A standoff between Oregon's largest hospital group and its nurses' union over COVID-19 protections has gained the attention of Multnomah County Commissioner Sharon Meieran, an emergency room doctor.
Nurses allege that Providence Health & Services has failed to provide industry-standard COVID-19 protections since May—including sufficient time off to receive vaccinations and an adequate supply of N95 masks.
Providence says that's not true: A hospital system spokesperson says Providence provides paid time off to receive the vaccine and recover from side effects, and provides N95 masks and respirators to nurses in high-risk wards.
Meiran, an elected official, is wading into the fight. (A regular critic of COVID-19 safety measures, she's an emergency room doctor in a different hospital system, Kaiser Permanente.) She will join nurses for a noon rally Friday outside Providence Portland Medical Center in Northeast Portland.
"Nurses are the lifeblood of our health care system," Meieran tells WW via text message. "As an ER doctor, I see them show up, day and night, through fear, uncertainty and grief, to be there for their patients. It's not enough to simply say they are our heroes—we need to show them we have their backs.
"We've heard from Providence nurses about inconsistent access to PPE, limited paid sick time, inadequate testing, and more," she continues. "This kind of response was difficult to accept early in the pandemic; 11 months in, it's inexcusable."
The rally increases scrutiny on Providence. As WW previously reported, the hospital system regularly denies workers' compensation claims from employees claiming they contracted COVID-19 on the job, on a far greater scale than any other company in Oregon. It shut down a wing of Providence Portland Medical Center last month after a COVID-19 outbreak sickened more than 49 people. And on Thursday, The Oregonian reported that Providence board members received early invitations to get the COVID vaccine.
Nurses say Meieran's participation in the rally adds force to their cause.
"We are incredibly grateful our community stands with Oregon's nurses. Having leaders from all walks of life speak up for strong COVID-19 safety standards says volumes about our community's priorities," Oregon Nurses Association president Lynda Pond said in a statement. "Without COVID-19 safety standards, nurses are walking a tightrope without a net. Providence needs to support nurses to prove it cares about caregivers and our community. It's time for Providence to pick up a pen and sign a COVID-19 safety agreement to protect Oregon's nurses, patients and our communities."
Providence denies its protections are inadequate.
"Providence is committed to keeping our nurses safe during this pandemic," says communications director Jean Powell Marks. "The organization has made an extraordinary commitment to secure PPE for our caregivers. From the beginning of the pandemic, our regional lab has ensured testing of our patients and caregivers. We have spent countless hours keeping ONA members and officers informed and updated on how we were responding in this crisis."

__To do__
a – Answer these questions using the article about Providence nurses:
(i) Which hospital system employs the county commissioner as an emergency room doctor?
(ii) At what time and where will the rally on Friday be held?
(iii) Who is the president of the Oregon Nurses Association?
b – Translate this sentence from the article about Providence nurses into Spanish: "Nurses say Meieran's participation in the rally adds force to their cause."
The listing plays no part in these tasks.

__Information shown__
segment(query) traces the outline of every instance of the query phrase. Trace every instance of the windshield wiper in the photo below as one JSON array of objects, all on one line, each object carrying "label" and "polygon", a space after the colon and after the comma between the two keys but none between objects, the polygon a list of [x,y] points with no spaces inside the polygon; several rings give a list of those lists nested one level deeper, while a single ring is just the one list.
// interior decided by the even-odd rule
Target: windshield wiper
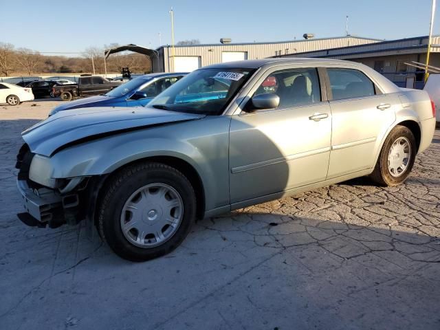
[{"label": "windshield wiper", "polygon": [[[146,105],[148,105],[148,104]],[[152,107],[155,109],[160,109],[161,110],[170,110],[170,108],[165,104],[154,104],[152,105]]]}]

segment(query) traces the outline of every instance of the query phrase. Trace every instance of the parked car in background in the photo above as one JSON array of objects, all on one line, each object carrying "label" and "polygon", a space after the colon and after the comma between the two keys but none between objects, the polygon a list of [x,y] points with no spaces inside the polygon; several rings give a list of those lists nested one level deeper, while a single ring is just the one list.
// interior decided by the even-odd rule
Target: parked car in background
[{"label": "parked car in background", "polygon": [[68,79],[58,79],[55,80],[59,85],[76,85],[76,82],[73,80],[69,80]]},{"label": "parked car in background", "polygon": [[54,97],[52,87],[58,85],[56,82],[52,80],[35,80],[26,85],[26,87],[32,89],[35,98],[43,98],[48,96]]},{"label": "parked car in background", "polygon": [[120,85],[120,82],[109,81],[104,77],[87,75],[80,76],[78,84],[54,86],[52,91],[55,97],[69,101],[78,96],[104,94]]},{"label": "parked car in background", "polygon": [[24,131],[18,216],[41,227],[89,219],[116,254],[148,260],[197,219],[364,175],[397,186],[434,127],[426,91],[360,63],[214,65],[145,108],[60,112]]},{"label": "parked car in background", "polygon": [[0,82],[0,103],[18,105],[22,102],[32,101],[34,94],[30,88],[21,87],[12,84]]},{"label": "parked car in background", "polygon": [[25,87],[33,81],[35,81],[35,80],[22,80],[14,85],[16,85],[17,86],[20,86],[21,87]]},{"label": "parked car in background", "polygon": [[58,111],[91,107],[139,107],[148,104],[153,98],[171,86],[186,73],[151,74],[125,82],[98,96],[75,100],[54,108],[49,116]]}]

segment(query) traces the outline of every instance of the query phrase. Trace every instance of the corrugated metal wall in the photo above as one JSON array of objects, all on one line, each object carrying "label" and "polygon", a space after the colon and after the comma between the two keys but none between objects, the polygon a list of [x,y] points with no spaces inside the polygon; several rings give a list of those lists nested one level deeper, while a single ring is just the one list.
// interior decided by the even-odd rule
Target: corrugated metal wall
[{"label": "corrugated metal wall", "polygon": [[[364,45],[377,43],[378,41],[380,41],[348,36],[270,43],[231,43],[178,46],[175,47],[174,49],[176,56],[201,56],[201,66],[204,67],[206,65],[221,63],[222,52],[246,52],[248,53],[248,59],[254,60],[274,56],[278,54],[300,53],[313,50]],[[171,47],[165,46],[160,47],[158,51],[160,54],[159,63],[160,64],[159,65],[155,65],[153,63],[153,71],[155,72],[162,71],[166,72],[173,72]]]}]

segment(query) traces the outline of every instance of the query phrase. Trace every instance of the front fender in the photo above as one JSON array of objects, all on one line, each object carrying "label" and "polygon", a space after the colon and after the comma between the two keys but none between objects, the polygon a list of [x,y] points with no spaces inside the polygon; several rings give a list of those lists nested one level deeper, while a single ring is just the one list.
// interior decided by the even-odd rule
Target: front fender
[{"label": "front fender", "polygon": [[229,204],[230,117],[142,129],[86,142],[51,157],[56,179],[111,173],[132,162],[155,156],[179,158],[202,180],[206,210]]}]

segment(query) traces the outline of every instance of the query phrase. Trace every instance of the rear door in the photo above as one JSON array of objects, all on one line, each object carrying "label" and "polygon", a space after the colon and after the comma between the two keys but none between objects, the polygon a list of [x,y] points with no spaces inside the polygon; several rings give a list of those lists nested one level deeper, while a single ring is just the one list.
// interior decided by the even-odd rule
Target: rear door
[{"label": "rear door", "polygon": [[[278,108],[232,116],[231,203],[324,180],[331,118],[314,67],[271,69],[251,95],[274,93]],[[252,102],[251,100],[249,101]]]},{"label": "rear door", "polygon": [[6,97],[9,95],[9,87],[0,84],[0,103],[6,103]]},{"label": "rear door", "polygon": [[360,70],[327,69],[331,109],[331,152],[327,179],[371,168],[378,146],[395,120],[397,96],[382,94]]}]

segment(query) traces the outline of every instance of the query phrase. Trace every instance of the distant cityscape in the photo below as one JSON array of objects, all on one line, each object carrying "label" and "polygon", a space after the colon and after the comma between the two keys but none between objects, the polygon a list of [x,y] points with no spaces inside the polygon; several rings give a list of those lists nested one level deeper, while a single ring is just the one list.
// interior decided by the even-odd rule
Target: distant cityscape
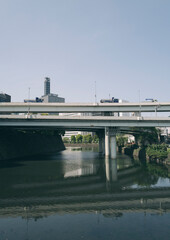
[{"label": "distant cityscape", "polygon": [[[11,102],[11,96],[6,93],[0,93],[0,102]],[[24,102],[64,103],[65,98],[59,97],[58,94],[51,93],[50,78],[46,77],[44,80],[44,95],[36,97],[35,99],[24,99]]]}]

* * *

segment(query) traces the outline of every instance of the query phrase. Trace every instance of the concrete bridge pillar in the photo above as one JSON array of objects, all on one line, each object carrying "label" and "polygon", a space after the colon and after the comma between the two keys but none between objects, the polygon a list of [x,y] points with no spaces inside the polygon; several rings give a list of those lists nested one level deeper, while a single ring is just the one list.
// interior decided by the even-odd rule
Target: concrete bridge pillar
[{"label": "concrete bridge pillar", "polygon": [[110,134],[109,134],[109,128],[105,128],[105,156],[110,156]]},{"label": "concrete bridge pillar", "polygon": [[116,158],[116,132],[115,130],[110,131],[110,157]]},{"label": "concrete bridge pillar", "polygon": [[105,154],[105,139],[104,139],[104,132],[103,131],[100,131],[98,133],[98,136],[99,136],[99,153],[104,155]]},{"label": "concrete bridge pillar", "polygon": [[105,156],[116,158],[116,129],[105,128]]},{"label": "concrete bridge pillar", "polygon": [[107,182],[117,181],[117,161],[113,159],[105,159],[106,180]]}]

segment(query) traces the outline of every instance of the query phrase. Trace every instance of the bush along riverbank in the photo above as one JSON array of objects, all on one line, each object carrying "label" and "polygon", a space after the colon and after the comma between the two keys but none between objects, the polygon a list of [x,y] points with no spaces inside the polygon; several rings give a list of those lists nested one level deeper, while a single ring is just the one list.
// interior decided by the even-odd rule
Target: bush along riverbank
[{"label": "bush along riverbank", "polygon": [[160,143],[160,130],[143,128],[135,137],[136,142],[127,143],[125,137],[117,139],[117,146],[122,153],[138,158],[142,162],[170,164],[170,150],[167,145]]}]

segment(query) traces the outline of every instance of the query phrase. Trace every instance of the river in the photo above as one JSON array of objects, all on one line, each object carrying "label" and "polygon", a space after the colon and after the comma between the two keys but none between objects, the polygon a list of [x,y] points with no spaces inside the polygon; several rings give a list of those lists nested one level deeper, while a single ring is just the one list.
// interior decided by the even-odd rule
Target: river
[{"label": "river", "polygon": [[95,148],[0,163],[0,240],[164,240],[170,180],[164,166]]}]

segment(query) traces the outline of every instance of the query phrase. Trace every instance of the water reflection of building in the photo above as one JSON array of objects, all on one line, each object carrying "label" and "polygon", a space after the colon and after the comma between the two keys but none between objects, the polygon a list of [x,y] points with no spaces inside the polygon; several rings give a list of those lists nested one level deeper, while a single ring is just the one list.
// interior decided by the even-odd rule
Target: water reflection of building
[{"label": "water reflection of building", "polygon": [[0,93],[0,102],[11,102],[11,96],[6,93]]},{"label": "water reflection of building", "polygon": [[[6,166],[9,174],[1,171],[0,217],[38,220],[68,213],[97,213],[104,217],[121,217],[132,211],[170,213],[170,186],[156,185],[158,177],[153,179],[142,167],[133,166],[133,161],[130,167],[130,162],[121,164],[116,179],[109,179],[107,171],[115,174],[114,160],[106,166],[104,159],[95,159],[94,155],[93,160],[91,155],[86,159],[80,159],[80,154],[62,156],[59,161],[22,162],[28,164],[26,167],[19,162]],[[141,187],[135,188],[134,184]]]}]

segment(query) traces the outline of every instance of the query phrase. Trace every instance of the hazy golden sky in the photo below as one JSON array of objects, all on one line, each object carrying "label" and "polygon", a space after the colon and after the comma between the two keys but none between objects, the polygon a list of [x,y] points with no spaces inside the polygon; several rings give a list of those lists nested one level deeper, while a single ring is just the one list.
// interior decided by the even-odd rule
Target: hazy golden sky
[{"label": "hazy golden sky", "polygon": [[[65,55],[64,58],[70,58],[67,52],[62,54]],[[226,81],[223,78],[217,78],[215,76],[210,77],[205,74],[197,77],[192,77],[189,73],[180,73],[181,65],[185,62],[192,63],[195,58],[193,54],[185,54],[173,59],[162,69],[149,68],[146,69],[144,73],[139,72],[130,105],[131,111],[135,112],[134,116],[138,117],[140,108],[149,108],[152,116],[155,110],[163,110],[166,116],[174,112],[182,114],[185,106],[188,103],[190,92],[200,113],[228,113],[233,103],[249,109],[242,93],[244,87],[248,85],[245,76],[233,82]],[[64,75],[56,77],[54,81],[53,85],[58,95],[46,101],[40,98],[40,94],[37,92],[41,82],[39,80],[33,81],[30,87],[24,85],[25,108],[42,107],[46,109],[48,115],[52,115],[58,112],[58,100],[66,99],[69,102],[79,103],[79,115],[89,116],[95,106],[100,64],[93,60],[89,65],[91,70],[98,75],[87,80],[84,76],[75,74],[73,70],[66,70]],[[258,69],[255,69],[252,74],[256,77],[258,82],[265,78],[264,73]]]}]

* * *

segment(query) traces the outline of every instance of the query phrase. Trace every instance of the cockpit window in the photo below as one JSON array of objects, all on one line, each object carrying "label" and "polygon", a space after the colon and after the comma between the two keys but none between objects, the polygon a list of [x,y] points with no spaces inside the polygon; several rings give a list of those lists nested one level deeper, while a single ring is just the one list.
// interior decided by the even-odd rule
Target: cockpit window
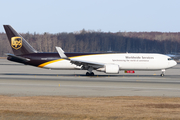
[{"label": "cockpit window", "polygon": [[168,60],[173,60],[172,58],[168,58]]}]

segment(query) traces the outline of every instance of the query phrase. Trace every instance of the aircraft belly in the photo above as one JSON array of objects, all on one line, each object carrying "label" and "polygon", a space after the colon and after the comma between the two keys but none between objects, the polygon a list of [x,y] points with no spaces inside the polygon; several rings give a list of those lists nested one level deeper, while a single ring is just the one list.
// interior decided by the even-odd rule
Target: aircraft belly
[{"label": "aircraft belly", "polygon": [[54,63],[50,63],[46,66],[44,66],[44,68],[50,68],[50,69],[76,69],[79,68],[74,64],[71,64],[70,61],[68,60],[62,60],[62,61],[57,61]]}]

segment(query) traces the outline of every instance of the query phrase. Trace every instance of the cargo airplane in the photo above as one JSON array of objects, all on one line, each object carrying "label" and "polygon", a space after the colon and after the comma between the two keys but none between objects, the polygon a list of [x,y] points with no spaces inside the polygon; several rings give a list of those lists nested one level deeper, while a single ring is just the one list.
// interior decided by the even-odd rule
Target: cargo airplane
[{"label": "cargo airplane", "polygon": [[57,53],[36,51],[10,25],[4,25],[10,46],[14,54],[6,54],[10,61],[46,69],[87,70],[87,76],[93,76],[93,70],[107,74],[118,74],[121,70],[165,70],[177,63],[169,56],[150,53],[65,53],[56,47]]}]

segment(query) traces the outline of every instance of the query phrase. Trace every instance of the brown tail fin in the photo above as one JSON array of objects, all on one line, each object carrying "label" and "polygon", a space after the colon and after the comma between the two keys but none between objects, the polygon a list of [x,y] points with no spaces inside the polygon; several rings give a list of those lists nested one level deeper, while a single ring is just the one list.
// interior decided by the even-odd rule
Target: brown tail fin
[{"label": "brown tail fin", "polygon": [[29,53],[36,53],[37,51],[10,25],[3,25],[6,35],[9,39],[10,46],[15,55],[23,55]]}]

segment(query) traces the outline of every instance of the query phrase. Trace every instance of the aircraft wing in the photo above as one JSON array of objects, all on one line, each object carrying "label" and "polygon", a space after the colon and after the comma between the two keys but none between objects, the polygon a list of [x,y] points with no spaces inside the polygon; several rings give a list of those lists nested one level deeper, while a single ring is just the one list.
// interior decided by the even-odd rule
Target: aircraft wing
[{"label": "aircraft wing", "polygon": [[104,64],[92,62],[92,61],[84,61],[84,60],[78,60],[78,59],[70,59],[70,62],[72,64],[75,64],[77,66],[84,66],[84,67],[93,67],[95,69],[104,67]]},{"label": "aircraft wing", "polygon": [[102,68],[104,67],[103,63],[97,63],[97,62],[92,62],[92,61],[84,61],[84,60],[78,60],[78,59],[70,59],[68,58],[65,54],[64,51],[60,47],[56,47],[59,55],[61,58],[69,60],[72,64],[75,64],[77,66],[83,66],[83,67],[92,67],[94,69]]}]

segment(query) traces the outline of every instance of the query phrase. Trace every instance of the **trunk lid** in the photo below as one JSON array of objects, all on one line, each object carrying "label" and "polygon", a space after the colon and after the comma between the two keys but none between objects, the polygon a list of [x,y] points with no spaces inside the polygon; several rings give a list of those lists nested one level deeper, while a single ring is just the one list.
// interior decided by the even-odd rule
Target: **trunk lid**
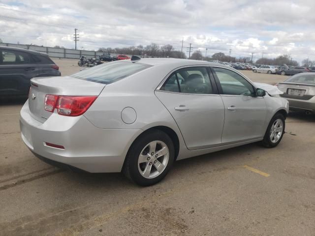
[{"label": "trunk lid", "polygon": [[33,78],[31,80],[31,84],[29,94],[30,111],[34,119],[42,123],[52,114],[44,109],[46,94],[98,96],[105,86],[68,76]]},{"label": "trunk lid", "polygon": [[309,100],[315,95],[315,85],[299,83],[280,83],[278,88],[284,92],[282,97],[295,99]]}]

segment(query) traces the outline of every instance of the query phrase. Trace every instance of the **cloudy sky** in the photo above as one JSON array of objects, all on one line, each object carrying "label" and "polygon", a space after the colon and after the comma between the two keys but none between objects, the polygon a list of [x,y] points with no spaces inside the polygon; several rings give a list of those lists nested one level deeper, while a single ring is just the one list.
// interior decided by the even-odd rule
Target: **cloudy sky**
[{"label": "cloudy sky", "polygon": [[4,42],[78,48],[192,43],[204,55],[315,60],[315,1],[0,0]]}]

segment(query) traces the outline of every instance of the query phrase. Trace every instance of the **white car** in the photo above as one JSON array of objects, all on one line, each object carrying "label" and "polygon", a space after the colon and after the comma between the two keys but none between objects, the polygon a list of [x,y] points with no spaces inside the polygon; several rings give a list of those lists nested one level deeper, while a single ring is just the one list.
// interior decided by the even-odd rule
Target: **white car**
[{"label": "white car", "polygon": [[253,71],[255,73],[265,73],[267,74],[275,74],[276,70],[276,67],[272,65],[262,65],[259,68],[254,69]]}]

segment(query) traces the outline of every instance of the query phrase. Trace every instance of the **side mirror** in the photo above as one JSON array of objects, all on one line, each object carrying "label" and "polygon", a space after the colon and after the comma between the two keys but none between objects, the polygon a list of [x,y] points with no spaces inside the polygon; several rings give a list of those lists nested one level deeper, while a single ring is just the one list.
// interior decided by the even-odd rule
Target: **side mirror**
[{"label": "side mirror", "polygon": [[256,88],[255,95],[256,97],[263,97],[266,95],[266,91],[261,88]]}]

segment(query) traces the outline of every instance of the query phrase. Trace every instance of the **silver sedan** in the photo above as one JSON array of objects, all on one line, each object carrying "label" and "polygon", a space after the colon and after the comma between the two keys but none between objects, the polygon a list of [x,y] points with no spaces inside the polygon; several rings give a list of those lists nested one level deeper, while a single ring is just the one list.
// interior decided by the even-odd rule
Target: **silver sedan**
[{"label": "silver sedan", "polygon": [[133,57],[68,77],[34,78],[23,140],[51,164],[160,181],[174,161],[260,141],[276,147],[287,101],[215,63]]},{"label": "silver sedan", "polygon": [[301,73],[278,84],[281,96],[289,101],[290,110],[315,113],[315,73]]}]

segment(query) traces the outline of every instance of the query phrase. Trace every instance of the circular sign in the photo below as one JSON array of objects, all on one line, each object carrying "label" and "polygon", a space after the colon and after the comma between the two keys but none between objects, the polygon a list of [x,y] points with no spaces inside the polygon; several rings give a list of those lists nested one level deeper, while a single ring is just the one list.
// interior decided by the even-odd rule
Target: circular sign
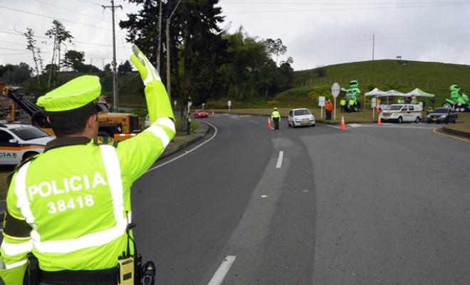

__Results of the tasks__
a –
(i) Kaiser Permanente
(ii) At noon, outside Providence Portland Medical Center in Northeast Portland
(iii) Lynda Pond

b – Las enfermeras dicen que la participación de Meieran en la manifestación le da fuerza a su causa.